### What is asked
Rewrite the lines starting at the one containing "Mark every instance of the concrete building" and ending at the one containing "<point>1076,548</point>", with "lamp head" replaced by "light fixture" everywhere and nothing else altered.

### Information shown

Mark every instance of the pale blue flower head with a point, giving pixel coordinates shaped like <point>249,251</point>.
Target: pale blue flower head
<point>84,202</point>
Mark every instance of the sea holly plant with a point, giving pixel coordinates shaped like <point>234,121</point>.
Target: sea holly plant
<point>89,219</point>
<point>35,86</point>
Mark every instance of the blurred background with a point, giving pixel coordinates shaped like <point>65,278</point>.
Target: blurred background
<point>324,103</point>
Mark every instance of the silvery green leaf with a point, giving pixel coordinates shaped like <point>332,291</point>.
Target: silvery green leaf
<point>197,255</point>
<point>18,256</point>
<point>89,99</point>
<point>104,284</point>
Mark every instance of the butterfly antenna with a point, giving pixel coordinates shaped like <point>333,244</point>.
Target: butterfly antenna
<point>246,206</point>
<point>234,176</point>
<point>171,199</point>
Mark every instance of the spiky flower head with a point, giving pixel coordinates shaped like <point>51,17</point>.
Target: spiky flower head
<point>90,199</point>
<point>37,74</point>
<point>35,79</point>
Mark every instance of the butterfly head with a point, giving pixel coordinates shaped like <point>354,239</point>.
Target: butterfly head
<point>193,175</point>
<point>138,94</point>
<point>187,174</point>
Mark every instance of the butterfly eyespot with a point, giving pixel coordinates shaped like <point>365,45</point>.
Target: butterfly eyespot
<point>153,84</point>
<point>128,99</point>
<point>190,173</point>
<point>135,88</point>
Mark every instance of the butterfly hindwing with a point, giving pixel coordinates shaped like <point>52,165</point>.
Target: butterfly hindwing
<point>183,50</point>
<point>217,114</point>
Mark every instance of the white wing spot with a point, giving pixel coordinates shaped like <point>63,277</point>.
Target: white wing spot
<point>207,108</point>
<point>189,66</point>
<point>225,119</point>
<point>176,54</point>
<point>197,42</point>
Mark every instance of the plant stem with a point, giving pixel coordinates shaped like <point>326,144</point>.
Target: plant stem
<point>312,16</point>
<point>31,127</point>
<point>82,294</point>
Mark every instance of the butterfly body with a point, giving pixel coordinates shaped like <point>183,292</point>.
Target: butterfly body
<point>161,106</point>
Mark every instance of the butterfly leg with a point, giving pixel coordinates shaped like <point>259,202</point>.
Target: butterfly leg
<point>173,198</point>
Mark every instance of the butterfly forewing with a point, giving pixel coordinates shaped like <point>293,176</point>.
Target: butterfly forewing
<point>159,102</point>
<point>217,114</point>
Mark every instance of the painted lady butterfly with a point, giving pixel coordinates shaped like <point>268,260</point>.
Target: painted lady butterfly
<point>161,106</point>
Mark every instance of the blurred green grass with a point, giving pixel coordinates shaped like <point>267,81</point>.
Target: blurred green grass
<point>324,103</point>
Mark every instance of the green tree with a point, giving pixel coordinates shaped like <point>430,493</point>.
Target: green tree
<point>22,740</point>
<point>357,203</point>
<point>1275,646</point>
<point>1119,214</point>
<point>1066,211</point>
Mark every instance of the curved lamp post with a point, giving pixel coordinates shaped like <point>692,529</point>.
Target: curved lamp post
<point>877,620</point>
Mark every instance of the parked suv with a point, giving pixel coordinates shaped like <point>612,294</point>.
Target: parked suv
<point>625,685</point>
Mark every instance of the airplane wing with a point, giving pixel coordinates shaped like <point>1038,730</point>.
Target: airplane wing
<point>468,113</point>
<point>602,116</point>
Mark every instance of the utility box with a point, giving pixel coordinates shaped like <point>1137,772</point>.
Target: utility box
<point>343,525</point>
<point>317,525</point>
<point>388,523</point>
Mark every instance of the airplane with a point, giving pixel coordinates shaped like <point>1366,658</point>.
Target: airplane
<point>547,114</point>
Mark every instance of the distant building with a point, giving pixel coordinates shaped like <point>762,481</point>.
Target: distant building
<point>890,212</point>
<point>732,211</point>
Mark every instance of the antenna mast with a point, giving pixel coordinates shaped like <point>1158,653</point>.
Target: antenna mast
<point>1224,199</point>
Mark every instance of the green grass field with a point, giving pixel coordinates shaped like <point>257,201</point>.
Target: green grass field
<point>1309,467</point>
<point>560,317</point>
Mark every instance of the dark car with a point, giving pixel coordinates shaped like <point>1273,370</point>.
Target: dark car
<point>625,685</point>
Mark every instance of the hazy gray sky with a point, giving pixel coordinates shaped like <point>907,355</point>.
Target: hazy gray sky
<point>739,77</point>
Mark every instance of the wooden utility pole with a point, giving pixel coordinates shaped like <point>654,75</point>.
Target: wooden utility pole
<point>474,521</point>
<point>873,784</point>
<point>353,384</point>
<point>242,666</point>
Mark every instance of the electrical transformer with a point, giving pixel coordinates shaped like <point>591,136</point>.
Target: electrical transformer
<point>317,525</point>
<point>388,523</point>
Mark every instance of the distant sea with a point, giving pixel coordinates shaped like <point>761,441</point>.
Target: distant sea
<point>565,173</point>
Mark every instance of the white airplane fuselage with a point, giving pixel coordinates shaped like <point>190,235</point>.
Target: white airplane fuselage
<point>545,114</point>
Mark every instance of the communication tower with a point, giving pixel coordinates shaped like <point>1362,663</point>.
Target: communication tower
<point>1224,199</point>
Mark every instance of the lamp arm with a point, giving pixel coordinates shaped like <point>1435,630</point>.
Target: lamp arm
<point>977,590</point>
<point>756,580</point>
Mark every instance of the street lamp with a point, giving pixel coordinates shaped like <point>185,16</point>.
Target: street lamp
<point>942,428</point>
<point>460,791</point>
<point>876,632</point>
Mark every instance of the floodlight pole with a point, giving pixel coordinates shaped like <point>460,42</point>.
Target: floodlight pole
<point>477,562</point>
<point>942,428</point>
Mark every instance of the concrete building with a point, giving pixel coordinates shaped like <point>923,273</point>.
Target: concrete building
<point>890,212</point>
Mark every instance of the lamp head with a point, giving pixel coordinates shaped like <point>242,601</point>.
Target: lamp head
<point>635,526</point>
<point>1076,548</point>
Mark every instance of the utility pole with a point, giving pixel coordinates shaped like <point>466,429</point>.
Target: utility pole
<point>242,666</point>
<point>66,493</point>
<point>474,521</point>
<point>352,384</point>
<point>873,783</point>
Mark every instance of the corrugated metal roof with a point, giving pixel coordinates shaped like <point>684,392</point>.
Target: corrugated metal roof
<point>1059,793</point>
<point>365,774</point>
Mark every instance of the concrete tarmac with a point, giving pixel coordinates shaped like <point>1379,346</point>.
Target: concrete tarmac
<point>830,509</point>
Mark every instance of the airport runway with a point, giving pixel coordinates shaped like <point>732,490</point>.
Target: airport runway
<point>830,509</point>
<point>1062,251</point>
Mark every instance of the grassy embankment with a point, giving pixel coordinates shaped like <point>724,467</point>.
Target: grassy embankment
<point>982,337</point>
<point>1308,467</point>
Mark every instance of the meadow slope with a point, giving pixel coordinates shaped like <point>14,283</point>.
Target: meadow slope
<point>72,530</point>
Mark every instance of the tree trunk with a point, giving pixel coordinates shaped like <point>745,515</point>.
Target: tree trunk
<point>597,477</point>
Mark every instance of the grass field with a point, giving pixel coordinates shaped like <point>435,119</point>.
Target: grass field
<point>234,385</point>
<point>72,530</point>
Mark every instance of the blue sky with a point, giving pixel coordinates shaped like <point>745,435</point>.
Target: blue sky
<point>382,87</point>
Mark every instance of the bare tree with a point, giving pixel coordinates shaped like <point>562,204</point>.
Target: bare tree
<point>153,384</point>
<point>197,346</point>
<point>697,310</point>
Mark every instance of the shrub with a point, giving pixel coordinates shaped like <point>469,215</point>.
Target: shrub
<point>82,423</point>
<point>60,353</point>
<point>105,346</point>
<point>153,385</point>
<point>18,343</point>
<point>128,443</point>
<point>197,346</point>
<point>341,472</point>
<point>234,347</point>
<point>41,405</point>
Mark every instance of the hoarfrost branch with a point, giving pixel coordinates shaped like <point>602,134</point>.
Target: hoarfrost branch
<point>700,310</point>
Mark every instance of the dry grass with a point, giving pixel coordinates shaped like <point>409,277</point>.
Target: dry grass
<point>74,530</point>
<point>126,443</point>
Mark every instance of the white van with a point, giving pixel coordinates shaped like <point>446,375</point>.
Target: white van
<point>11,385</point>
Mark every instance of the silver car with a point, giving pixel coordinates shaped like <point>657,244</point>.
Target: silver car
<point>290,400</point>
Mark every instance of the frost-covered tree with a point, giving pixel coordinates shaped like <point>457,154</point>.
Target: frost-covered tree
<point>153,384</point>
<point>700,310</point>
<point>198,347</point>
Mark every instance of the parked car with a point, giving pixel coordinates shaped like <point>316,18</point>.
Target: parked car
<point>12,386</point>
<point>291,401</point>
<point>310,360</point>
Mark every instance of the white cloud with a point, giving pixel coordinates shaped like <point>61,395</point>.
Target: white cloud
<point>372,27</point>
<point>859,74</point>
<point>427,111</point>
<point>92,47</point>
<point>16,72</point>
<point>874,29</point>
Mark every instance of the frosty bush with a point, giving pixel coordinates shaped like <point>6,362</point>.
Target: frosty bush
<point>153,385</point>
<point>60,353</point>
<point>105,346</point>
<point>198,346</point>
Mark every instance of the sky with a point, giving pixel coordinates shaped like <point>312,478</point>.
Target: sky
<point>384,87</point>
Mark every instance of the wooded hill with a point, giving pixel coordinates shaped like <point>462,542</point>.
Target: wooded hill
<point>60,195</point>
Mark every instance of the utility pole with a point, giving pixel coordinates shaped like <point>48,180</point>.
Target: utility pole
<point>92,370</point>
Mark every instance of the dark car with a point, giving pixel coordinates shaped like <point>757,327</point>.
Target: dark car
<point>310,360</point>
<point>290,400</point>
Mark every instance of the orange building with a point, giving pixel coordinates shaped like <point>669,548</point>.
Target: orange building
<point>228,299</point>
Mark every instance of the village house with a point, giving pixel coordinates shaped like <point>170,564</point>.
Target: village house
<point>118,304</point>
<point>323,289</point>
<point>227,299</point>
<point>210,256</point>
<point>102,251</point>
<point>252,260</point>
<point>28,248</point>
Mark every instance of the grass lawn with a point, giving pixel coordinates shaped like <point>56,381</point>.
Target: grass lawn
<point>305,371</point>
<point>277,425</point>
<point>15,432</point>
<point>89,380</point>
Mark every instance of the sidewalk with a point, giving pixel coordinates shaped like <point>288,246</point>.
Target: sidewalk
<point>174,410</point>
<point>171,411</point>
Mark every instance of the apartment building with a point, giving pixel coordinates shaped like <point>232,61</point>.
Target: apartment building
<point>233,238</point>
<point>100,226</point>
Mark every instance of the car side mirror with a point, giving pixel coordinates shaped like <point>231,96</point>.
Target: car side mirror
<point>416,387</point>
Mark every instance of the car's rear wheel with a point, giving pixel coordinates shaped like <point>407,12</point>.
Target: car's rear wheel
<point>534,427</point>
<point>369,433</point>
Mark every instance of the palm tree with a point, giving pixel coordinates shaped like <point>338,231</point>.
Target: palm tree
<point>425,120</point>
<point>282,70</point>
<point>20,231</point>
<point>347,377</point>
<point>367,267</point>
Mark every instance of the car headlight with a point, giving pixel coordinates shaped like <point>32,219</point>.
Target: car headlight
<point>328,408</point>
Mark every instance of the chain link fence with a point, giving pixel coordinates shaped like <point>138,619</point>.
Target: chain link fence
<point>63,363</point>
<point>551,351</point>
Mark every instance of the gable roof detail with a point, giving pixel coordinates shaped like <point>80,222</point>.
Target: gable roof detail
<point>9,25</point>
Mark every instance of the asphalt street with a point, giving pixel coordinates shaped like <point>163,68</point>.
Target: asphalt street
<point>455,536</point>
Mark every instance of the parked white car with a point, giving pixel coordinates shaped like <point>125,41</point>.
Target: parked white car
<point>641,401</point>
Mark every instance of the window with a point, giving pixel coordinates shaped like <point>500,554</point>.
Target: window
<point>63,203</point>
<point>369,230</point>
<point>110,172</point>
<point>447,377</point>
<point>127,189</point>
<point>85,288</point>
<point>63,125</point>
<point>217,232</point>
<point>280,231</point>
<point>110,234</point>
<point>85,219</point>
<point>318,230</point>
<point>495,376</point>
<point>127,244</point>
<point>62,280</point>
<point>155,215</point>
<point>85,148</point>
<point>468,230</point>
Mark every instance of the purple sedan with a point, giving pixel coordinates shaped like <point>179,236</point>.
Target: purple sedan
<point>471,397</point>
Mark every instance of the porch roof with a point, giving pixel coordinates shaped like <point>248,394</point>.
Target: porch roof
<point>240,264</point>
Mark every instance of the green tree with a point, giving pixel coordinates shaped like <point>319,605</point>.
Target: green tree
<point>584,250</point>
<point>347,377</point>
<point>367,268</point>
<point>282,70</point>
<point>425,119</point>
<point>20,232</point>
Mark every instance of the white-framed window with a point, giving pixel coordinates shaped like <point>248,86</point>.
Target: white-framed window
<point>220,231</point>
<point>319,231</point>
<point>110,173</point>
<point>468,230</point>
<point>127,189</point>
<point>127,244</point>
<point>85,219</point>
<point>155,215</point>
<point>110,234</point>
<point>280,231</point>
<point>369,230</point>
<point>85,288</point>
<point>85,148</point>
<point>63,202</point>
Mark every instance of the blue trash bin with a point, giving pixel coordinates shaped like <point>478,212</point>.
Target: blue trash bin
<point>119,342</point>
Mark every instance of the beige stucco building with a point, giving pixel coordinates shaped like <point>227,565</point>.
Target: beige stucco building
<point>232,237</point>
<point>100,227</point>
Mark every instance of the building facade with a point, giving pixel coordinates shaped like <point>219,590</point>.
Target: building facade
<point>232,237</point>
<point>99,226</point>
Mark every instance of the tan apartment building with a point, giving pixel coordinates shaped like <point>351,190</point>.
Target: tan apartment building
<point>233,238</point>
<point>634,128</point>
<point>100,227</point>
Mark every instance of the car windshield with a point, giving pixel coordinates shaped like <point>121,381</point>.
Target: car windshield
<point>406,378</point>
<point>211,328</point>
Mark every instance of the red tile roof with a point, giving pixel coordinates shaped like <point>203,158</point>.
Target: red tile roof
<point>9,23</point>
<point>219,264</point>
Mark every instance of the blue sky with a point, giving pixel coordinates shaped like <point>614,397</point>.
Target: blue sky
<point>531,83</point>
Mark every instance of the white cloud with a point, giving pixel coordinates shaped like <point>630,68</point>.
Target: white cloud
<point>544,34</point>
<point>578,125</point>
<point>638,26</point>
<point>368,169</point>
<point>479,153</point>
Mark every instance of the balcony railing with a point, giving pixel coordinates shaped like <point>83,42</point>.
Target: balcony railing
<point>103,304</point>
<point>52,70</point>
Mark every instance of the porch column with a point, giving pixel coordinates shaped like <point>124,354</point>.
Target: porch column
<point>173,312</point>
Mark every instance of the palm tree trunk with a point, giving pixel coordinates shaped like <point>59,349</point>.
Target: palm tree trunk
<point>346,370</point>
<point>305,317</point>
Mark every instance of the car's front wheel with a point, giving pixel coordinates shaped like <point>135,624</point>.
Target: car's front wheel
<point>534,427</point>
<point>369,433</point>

### Exercise response
Mark every instance of the concrete building with a point, giving pixel coordinates shaped like <point>923,273</point>.
Target: concrete building
<point>890,212</point>
Mark every instance of the light fixture with a point, giving pixel coordinates shaped like <point>242,601</point>.
Target: light fixture
<point>635,526</point>
<point>1076,548</point>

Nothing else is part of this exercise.